● **Point-per-instance localization data**
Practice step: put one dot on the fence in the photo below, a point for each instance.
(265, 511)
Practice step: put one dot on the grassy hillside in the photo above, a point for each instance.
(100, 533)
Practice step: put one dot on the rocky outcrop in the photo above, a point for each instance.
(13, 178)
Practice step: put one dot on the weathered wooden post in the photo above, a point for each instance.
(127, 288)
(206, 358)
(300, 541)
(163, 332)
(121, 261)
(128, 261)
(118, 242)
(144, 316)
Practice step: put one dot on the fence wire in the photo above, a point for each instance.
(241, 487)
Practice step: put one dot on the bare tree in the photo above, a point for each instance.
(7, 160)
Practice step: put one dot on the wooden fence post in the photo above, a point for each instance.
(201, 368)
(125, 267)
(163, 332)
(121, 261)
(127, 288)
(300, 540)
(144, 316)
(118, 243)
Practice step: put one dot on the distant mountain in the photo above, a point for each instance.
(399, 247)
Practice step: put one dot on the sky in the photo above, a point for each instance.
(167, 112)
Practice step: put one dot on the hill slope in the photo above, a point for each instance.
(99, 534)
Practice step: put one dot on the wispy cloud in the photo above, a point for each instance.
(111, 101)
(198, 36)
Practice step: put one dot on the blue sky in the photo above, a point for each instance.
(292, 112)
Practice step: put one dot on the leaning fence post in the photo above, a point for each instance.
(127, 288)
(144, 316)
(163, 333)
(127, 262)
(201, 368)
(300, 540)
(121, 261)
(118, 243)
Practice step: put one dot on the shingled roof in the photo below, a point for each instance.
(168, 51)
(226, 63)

● **WHAT YOU NEED TO DO**
Please print exactly the lines from the one containing "Practice step: put one dot on the shingled" through the last line of the records, both included, and nothing else.

● **TASK RESPONSE**
Practice step: put one dot on the shingled roof in the photo below, a point for each instance.
(168, 51)
(226, 63)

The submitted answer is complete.